◆ **REQUIRED WORK**
All lines from the one including "Could you spot the white stone" to the bottom of the entries below should be repeated exactly, both ends kept.

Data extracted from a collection
·····
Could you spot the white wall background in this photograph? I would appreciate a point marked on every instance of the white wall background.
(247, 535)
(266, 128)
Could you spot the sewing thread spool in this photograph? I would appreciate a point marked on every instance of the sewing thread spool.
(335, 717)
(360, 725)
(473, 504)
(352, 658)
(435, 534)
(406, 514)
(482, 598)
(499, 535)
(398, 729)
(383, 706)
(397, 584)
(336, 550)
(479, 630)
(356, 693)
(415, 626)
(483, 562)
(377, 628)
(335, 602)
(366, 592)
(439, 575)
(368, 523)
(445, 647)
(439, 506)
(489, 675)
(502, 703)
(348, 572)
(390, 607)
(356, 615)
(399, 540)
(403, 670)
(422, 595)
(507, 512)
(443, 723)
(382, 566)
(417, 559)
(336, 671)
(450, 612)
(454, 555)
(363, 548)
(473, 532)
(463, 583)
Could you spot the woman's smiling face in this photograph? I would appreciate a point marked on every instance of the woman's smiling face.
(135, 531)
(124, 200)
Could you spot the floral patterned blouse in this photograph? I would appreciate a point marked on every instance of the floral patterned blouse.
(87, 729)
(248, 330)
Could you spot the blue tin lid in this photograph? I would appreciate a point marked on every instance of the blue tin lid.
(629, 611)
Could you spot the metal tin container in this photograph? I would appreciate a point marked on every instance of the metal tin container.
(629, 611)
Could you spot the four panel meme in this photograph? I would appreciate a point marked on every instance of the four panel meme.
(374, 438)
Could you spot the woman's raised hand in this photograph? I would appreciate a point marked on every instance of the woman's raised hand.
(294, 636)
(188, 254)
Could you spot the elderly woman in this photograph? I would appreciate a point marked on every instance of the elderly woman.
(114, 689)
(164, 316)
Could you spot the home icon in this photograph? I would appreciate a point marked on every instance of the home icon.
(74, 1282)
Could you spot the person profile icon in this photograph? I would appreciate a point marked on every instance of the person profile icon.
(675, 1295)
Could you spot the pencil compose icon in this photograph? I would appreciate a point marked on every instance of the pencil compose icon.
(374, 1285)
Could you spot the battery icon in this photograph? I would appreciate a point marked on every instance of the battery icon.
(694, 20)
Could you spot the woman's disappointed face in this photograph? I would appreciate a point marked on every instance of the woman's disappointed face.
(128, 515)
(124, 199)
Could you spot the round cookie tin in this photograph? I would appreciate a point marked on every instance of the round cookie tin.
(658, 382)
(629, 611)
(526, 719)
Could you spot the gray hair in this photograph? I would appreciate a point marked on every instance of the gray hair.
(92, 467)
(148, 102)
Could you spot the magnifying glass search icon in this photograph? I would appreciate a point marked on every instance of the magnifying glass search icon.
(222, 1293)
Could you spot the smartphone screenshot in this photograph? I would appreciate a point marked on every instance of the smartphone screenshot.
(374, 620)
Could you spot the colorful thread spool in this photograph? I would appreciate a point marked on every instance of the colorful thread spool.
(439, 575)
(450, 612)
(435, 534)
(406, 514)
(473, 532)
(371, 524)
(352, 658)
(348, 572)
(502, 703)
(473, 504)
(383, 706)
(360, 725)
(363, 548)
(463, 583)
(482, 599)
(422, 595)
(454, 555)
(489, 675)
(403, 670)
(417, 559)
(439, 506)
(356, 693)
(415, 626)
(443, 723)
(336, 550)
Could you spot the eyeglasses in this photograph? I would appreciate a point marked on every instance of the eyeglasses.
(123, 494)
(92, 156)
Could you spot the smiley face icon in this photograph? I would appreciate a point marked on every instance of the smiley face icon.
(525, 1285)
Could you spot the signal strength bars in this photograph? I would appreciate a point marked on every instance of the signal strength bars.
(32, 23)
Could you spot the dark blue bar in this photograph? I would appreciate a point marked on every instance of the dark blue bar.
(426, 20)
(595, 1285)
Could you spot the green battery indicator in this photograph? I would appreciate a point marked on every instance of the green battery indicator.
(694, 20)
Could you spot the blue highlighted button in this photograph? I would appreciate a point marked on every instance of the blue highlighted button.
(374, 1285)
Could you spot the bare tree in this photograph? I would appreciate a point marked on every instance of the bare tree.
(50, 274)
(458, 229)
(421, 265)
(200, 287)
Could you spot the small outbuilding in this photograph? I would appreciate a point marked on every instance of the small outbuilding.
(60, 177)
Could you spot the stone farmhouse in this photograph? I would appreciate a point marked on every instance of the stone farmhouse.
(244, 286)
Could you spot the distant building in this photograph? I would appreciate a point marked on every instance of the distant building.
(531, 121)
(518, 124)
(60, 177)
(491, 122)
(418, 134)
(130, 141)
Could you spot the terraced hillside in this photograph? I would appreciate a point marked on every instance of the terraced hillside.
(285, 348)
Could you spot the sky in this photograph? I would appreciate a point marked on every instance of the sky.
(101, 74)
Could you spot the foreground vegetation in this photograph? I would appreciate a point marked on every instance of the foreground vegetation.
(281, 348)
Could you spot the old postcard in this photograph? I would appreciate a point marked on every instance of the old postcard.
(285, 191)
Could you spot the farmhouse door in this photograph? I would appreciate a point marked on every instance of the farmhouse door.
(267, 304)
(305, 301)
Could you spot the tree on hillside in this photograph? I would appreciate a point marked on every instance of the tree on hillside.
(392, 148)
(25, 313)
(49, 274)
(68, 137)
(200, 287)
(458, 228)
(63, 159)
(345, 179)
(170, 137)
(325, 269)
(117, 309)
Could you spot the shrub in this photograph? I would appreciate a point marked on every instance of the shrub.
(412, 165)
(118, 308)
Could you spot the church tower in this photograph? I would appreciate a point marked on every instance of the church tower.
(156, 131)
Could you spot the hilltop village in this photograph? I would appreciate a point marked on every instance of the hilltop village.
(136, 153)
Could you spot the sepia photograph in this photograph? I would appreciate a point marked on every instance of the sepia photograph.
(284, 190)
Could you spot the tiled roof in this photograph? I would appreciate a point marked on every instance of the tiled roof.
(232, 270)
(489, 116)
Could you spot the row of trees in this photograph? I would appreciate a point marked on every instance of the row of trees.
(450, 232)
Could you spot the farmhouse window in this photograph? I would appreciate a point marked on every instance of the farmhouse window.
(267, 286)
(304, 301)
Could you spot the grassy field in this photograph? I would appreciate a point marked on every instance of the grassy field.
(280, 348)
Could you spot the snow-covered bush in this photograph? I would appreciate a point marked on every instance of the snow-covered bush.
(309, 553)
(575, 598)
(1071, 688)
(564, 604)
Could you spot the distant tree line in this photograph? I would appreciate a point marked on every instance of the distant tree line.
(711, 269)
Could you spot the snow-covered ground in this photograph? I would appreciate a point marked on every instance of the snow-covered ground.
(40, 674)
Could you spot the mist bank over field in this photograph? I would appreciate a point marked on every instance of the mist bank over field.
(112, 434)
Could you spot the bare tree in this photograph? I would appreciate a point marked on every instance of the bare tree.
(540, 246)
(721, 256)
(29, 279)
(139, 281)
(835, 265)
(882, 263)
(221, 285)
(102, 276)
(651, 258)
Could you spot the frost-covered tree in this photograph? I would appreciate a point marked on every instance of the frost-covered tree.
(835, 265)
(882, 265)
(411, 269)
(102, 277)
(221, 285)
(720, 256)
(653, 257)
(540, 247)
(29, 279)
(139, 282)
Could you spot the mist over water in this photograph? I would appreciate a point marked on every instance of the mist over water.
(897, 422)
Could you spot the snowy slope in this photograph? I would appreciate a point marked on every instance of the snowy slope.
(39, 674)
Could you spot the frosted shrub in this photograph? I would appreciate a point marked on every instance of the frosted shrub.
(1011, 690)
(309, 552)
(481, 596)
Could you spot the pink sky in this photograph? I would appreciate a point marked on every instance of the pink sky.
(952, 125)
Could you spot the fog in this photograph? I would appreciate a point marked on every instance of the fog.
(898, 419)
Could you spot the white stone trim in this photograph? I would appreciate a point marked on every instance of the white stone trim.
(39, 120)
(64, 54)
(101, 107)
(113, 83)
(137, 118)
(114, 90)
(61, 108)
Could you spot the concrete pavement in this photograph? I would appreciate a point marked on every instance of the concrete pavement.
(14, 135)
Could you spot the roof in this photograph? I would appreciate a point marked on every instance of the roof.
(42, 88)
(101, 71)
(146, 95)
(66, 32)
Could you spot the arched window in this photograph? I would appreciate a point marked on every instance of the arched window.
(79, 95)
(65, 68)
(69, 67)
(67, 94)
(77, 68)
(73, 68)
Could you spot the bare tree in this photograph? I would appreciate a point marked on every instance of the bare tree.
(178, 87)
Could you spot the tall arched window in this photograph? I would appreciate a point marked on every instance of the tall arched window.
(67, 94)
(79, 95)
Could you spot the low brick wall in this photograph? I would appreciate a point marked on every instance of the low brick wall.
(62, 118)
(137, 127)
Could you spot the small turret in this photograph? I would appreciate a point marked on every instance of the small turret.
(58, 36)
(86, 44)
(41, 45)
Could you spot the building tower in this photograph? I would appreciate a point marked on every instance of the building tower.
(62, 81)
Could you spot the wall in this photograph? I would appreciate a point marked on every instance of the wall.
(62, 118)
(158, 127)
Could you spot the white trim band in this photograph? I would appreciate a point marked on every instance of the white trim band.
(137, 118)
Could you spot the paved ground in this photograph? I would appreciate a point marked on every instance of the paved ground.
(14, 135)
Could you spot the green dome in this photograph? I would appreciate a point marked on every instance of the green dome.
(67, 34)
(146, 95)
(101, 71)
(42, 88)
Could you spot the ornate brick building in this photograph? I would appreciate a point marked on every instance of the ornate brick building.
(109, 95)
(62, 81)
·····
◆ **RESPONSE**
Could you spot the white stone trim in this photograph? I would appreciate a point marked on every instance of the white stone trim.
(39, 120)
(64, 54)
(101, 107)
(113, 83)
(137, 118)
(114, 90)
(61, 108)
Could you spot the concrete pavement in this photograph? I would appreciate a point marked on every instance of the concrete pavement.
(14, 135)
Could you spot the roof in this photograph? I would appreciate a point marked on every instance of the roof.
(42, 88)
(101, 71)
(146, 95)
(66, 32)
Could you spot the arched window in this photograph? I would appreciate a point marked on every instance of the arched window.
(79, 95)
(65, 68)
(69, 67)
(67, 94)
(77, 68)
(73, 68)
Could you spot the bare tree in this photograph? I would appreciate a point marked on every instance of the bare tree.
(178, 87)
Could you spot the tall arched window in this photograph? I would appreciate a point marked on every instance of the tall arched window.
(67, 94)
(79, 95)
Could you spot the low brick wall in this photograph? I would appreciate a point marked on every instance of the low brick wall.
(62, 118)
(137, 127)
Could you spot the small turret in this photograph? I would appreciate a point marked on every instance of the small turret.
(58, 36)
(86, 44)
(41, 45)
Could you spot the building tower in this photograph? I would appreciate a point marked on every instance of the building tower.
(62, 81)
Could you spot the wall in this photograph? I would appreciate a point marked on every instance of the wall.
(62, 118)
(158, 127)
Could you spot the white trim band in this photograph? I would appreciate a point marked on every instance of the white trim band.
(137, 118)
Could you spot the paved ground in this photograph? I would appreciate a point marked on every instance of the paved ground.
(14, 135)
Could you spot the green dome in this photograph? I would appreciate a point marked on every instance of the green dome.
(67, 34)
(146, 95)
(101, 71)
(42, 88)
Could you spot the ornate brick building in this photograph? I would appreciate a point marked on every instance of the ornate brick building.
(109, 95)
(62, 81)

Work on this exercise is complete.